• Object position labeling entries:
※
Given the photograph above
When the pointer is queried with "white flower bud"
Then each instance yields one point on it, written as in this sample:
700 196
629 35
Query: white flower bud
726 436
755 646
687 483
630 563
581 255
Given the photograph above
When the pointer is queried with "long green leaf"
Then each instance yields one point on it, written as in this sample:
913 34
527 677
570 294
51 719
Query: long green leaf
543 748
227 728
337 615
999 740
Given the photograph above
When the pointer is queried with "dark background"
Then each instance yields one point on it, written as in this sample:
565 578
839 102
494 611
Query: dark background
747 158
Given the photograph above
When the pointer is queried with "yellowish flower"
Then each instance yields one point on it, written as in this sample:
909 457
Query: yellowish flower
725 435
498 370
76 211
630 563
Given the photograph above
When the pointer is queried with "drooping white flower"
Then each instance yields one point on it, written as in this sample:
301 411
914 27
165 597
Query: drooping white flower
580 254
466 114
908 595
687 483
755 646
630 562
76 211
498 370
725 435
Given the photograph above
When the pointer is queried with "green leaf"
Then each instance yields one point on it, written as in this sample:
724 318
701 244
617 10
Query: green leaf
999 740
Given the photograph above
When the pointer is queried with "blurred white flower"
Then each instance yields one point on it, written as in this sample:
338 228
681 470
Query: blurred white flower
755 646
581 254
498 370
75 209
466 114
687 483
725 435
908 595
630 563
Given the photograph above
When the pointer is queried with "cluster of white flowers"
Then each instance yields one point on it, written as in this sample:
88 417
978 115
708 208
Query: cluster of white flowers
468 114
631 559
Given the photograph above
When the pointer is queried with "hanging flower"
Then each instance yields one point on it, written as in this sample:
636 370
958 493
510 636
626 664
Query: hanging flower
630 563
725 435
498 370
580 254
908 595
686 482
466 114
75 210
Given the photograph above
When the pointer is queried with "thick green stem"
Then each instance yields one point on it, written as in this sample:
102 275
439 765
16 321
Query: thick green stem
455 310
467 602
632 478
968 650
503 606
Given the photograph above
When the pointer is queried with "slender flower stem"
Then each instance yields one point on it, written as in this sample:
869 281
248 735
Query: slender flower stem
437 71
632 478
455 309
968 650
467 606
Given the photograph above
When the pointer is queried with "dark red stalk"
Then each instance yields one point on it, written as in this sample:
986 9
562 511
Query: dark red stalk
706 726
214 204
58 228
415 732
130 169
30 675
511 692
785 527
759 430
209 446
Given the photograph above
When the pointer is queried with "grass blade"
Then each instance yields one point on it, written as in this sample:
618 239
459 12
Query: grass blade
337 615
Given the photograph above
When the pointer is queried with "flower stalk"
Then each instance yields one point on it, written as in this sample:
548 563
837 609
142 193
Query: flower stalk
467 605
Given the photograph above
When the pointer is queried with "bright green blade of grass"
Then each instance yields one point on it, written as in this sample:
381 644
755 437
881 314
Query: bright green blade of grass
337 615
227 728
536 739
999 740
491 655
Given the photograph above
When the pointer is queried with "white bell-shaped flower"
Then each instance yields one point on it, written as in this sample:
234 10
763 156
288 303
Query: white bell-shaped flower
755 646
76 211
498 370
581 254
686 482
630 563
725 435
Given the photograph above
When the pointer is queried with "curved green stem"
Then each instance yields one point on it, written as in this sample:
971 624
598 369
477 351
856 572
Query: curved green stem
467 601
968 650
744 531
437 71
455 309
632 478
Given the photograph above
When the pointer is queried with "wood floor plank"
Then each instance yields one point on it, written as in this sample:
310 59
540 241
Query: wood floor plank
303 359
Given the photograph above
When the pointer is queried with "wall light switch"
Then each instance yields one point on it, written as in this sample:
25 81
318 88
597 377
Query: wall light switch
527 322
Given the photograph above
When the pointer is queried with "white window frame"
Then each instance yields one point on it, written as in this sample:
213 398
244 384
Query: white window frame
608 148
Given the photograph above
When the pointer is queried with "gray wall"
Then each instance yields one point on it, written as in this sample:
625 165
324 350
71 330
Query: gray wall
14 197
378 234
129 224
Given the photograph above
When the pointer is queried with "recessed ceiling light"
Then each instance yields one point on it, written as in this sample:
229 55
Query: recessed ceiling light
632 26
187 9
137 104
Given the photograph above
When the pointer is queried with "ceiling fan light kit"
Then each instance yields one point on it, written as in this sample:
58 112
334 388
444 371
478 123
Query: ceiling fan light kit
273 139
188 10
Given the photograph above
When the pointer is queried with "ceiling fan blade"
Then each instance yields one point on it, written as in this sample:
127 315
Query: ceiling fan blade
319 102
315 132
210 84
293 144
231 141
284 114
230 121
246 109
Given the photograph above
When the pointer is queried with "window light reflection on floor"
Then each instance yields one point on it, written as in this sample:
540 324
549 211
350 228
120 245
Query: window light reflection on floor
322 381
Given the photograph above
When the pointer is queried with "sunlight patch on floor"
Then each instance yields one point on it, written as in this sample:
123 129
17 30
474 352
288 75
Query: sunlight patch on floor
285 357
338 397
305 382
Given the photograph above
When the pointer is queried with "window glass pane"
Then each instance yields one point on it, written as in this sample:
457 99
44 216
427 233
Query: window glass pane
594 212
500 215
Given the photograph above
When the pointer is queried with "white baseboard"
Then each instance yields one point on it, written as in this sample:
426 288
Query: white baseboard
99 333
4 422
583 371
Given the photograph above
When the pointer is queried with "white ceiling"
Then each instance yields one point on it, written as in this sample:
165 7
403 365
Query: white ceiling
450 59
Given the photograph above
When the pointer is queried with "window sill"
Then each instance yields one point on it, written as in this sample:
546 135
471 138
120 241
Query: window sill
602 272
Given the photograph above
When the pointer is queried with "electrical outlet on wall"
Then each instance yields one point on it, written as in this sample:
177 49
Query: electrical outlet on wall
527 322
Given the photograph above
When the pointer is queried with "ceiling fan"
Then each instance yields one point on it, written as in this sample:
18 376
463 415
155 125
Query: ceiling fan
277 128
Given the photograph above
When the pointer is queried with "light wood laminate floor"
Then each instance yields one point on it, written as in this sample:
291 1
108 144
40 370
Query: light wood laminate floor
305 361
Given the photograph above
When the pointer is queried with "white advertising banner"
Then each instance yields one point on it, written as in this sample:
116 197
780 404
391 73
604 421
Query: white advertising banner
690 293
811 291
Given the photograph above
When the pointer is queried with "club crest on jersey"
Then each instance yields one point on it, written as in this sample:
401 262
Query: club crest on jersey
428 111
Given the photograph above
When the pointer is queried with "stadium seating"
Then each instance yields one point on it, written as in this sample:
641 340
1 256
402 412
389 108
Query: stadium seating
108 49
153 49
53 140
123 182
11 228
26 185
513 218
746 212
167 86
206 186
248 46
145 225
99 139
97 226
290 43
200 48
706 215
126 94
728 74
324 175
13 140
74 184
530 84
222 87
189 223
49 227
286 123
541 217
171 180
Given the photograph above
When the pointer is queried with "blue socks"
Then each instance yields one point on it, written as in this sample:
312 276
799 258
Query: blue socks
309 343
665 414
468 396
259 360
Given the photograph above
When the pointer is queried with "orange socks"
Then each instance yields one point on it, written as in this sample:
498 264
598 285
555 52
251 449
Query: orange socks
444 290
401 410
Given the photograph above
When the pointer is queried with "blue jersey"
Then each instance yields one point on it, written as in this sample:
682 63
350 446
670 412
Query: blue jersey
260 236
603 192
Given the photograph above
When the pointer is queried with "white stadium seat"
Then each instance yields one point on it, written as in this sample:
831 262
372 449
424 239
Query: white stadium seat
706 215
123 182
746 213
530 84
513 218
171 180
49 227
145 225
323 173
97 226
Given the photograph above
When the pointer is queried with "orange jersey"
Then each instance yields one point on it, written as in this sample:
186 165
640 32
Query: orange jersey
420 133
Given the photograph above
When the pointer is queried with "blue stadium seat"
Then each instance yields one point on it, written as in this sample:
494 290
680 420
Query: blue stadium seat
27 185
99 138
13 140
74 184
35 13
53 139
※
Each record above should be repeated exactly as it appears.

• Task output:
Given the photograph above
When the pointer is queried with "white flower bud"
Then each instance yields one point on it, written as in this sample:
700 196
629 35
Query: white flower bud
726 436
755 646
687 483
630 563
581 255
Given the photograph above
When the pointer is queried with "long green leaf"
Then each instance yields one point on it, written as in this sample:
913 34
527 677
570 294
51 719
Query: long green leaf
543 748
227 728
337 615
999 740
Given the photograph above
When the pointer is queried with "dark background"
Then each instance yields one point on it, written as in this sample:
565 578
839 102
494 611
Query: dark background
747 158
Given the photograph above
When the pointer is queried with "yellowish flower"
Then each instance yields one point on it, written as in this sample:
909 457
Query: yellowish flower
725 435
498 370
76 211
630 563
Given the photograph above
When the pointer is queried with "drooping white flower"
Then each instance yields one point on it, written as in this sample:
301 411
914 27
165 597
Query: drooping white flower
580 254
466 114
908 595
687 483
755 646
630 562
76 211
498 370
725 435
Given the photograph above
When the pointer is queried with "green leaf"
Then each instance yields one point on it, written as in this sample:
724 318
701 244
617 10
Query: green leaf
999 740
Given the photograph above
When the pointer is queried with "blurred white flower"
Then each instance yields one point on it, written as in this sample:
338 228
681 470
Query: blurred white flower
755 646
581 254
498 370
75 209
466 114
687 483
725 435
908 595
630 563
Given the photograph above
When the pointer is queried with "cluster of white flowers"
Then each instance yields one point on it, written as in this sample:
88 417
978 115
708 208
Query: cluster of white flowers
468 114
631 559
Given the photograph above
When the pointer is queried with "hanging flower"
Then each instance yields one point on it, written as in this sample:
636 370
958 493
510 636
626 664
Query: hanging flower
630 563
725 435
498 370
580 254
908 595
686 482
466 114
75 210
Given the photograph above
When the pointer is queried with "thick green stem"
Then each instance yields one point on it, written as in this sample:
102 275
439 765
16 321
Query: thick green stem
455 310
467 602
632 478
968 650
503 606
Given the photograph above
When the pointer is queried with "slender flower stem"
Then each instance yields one point on it, written as in this sample:
869 281
248 735
Query: slender flower stem
437 71
632 478
455 309
968 650
467 606
Given the photograph above
When the pointer is queried with "dark red stalk"
Then each instance yields one point on it, written as in this sample:
986 9
562 511
Query: dark red stalk
706 726
214 204
58 228
415 732
130 169
30 675
511 692
785 527
759 430
209 446
Given the photograph above
When the pointer is queried with "grass blade"
Then each instance yields one point on it, written as in this sample:
618 239
459 12
Query: grass blade
337 615
Given the photograph above
When the pointer is queried with "flower stalk"
Then each instance yields one point on it, written as in this sample:
548 563
837 609
142 193
Query: flower stalk
467 605
Given the photograph above
When the pointer is queried with "bright green blade of grass"
Then each instance yields one point on it, written as in this sample:
381 644
755 437
881 314
Query: bright green blade of grass
337 615
227 728
536 739
999 740
491 655
Given the photograph above
When the pointer is queried with "white bell-shaped flower"
Then each instance yields one point on it, written as in this sample:
234 10
763 156
288 303
Query: white bell-shaped flower
755 646
76 211
498 370
581 254
686 482
630 563
725 435
Given the photograph above
When the pointer is queried with "curved green stem"
Then each instance yields one point on it, written as in this sample:
971 624
598 369
477 351
856 572
Query: curved green stem
467 601
968 650
744 531
437 71
455 309
632 478
Given the photograph above
When the pointer is queried with "wood floor plank"
Then each instance yields one point on it, written as in this sample:
310 59
540 241
Query: wood floor plank
303 359
Given the photograph above
When the pointer is queried with "wall light switch"
Then each instance yields one point on it, written as in this sample:
25 81
318 88
597 377
Query: wall light switch
527 322
Given the photograph above
When the pointer is queried with "white window frame"
Then each instance yields one point on it, written as in this sample:
213 398
244 384
Query: white window frame
608 148
Given the photograph above
When the pointer is queried with "gray wall"
Then each instance yields one point on it, written as in this sample:
625 165
324 350
71 330
Query: gray wall
14 197
378 234
129 224
Given the photograph above
When the pointer is queried with "recessed ceiling light"
Then each instance yields one point on it, written as in this sample:
229 55
Query: recessed ceiling light
632 26
187 9
137 104
Given the photograph above
When the pointer is queried with "ceiling fan light kit"
Then each instance yields one point on it, written as in this sample:
58 112
334 388
444 371
478 123
Query: ceiling fan light kit
273 139
188 10
Given the photograph above
When the pointer is queried with "ceiling fan blade"
Then each instance yields one point on it, written as in this sample:
127 315
Query: ceiling fan blade
319 102
315 132
210 84
293 144
231 141
284 114
230 121
246 109
Given the photograph above
When the pointer is queried with "window light reflection on floor"
Then each instance yields one point on it, written as in this sample:
540 324
549 211
350 228
120 245
Query: window light reflection on floor
322 381
Given the photograph above
When the pointer is queried with "sunlight patch on floor"
Then each instance yields one point on it, written as in this sample:
123 129
17 30
474 352
288 75
Query: sunlight patch on floor
285 357
338 397
305 382
Given the photograph above
When the pointer is queried with "window glass pane"
Then each instance yields one point on it, written as in this sample:
457 99
44 216
427 233
Query: window glass pane
594 212
500 215
Given the photograph above
When the pointer is queried with "white baseboard"
Then each instance yields one point on it, written as in this sample:
426 288
Query: white baseboard
99 333
4 422
583 371
Given the photograph above
When the pointer is queried with "white ceiling"
Then each instance yields one point on it, written as in this sample:
165 7
403 365
Query: white ceiling
450 59
Given the photograph above
When the pointer is queried with "window sill"
Then each instance yields one point on it, written as in this sample:
546 135
471 138
120 241
Query: window sill
602 272
Given the photograph above
When the pointer is queried with "electrical outlet on wall"
Then each instance yields one point on it, written as in this sample:
177 49
Query: electrical outlet on wall
527 322
Given the photograph above
When the pointer is queried with "ceiling fan"
Then each instance yields one point on it, written as in this sample:
18 376
463 415
155 125
Query: ceiling fan
277 128
Given the photograph above
When the pointer is queried with "light wood laminate floor"
Then each instance yields one point on it, written as in this sample:
291 1
108 144
40 370
Query: light wood laminate floor
305 361
Given the photograph above
When the pointer is queried with "white advertising banner"
Then each instance yields one point on it, written as in this sample:
116 197
780 404
391 73
604 421
Query: white advertising banner
690 293
811 291
Given the photograph above
When the pointer is queried with "club crest on jersey"
Then each instance yields one point on it, written as in this sample:
401 262
Query: club crest on jersey
428 111
Given the photograph above
When the pointer is queried with "stadium seating"
Then each instance yields one point on it, written as in this sample:
641 340
1 256
402 412
389 108
Query: stadium seating
108 49
153 49
53 140
123 182
11 228
26 185
513 218
746 212
167 86
206 186
248 46
145 225
99 139
97 226
290 43
200 48
706 215
126 94
728 74
324 175
13 140
74 184
530 84
222 87
189 223
49 227
286 123
541 217
171 180
Given the photograph above
When the pointer is queried with "blue socks"
Then each instance yields one point on it, written as in this sample:
312 276
799 258
Query: blue socks
309 343
665 414
468 396
259 360
Given the photograph above
When the pointer is queried with "orange socks"
Then each instance yields one point on it, written as in this sample:
498 264
598 285
555 52
251 449
Query: orange socks
444 290
401 410
Given the photograph above
When the pointer is queried with "blue jersey"
Then each instance yields one point on it, written as in this sample:
682 63
350 446
670 412
Query: blue jersey
260 236
603 192
Given the photograph above
When the pointer is queried with "white stadium seat"
Then each instance yields one point on it, written as in this sample:
831 262
372 449
424 239
Query: white stadium seat
706 215
123 182
746 213
530 84
513 218
171 180
49 227
145 225
323 173
97 226
Given the photograph above
When the pointer is queried with "orange jersey"
Then each instance yields one point on it, written as in this sample:
186 165
640 32
Query: orange jersey
420 133
Given the photograph above
When the pointer is queried with "blue stadium seat"
Then each instance yields one point on it, written as in this sample:
494 290
680 420
Query: blue stadium seat
27 185
99 138
13 140
74 184
35 13
53 139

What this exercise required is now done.